• Requirement
Rewrite all of the material below as a numbered list of its lines, omitting blank lines. Leave the pictures out of your answer.

++++ Input rows ++++

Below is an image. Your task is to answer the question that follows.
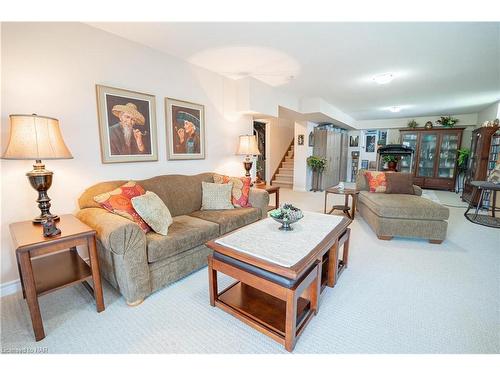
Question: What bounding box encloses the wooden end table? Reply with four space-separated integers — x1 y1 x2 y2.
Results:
255 184 280 211
10 215 104 341
323 186 359 220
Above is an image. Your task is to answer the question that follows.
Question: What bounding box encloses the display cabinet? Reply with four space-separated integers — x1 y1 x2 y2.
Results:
400 128 464 191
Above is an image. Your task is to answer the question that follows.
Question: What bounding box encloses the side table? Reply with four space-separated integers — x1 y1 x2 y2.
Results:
9 215 104 341
255 184 280 211
323 186 359 220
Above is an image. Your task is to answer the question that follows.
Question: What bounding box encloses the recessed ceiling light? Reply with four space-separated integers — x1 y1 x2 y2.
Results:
373 73 394 85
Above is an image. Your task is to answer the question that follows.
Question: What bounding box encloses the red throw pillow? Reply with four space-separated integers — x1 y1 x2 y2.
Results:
365 171 387 193
214 174 252 207
94 181 151 233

++++

• Result for this exercise
1. Below is an image. Your task is to answer the question that follows.
2. Question: What bounding box encloses the wooden end table? Reply with four space-separated integers — x1 y1 x2 y2.
3. Results:
4. 255 184 280 211
5. 10 215 104 341
6. 323 186 359 220
7. Above is an image. Your task is to answer the question that follows.
8. Question: What bounding box encloses the display cabinet? Reply with four space-separated integers — x1 y1 x2 y2.
9. Results:
10. 400 128 464 191
11. Above is an image. Your task is to answer the question that follows.
12. Question: What bounding box encloses the side table? Reply with four space-separated integers — x1 y1 x2 y2.
13. Results:
14. 9 215 104 341
15. 255 184 280 211
16. 323 186 359 220
17. Above is an image. Your task is to answer the question that follows.
18. Question: What bounding box encloses the recessed ceiling light? Reply with four space-separated integers — x1 y1 x2 y2.
19. Results:
20. 373 73 394 85
21. Above is an image. Your task is to answer the question that follows.
22. Question: What bounding box encloses the red throw pillow? Reply with four space-separated integers — x1 y1 x2 y2.
23. Results:
24. 365 171 387 193
25. 214 174 252 207
26. 94 181 151 233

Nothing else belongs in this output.